Exercise details: In the forum reply below, rewrite the paragraph beginning "No one said it has to have poor production" as a short bulleted list that keeps its main facts.

Given passage:
------------------------------------------------------------------------

Let me understand.....

in a city with poor production you are able to build:

Library
University
Observatory
Public school
Research lab
National college
Granary
Watermill
Lighthouse
Hospital
Medical lab
Garden
Great Library
Porcelain Tower

?!?!??!?!?!?!

Ah ok .... if no coastal you're going to skip the lighthouse.....
 
I think it is worth noting here that research overflow was implemented in the last patch.
 
Let me understand.....

in a city with poor production you are able to build:

Library
University
Observatory
Public school
Research lab
National college
Granary
Watermill
Lighthouse
Hospital
Medical lab
Garden
Great Library
Porcelain Tower

?!?!??!?!?!?!

Ah ok .... if no coastal you're going to skip the lighthouse.....

No one said it has to have poor production. Moreover, you can purchase many of those buildings if you're taking in enough gold. In fact, if you have a few riverside hills, you can get good production, and when farmed will provide plus two food with Civil Service.

Often times, my best science city is my capital because with Tradition, it grows quickly and almost always has good production.

BTW, the wonders don't have to be built in the capital to get their benefit, and I don't always get them, but I usually at least try.

------------------------------------------------------------------------

Dataset extract:
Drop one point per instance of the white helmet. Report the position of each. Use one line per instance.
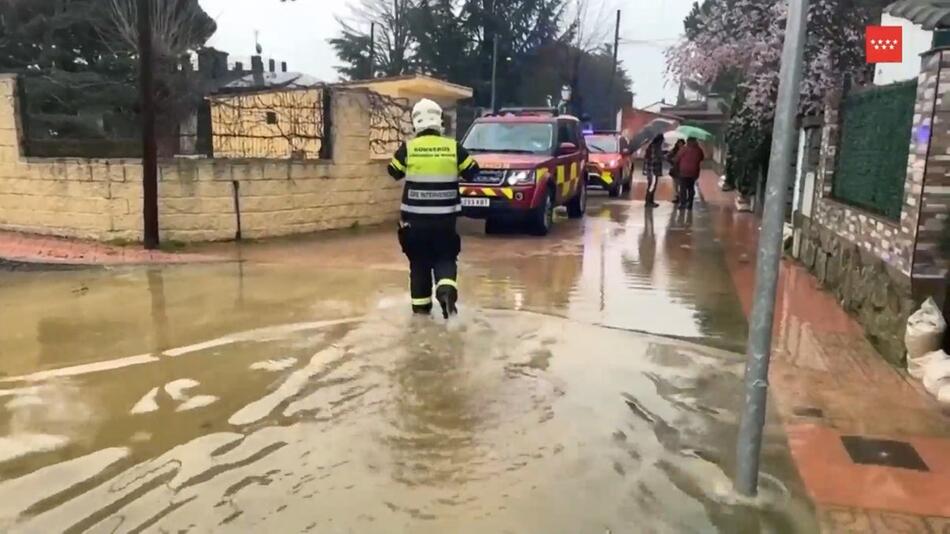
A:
(427, 115)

------------------------------------------------------------------------

Response to this task:
- The city does not have to have poor production.
- Many of those buildings can be purchased if enough gold is coming in.
- A few riverside hills can give good production.
- When farmed, those hills provide plus two food with Civil Service.